--- start ---

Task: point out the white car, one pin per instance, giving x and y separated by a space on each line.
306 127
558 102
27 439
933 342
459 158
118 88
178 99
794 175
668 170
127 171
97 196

--- end ---

#### Problem description
Write out the data above again, line for line, with no changes.

#### Full response
Task: point out the white car, one pin per instance, giving x and y separated by a space on each line.
306 127
558 102
27 439
933 342
459 158
118 88
178 99
794 175
668 170
127 171
97 196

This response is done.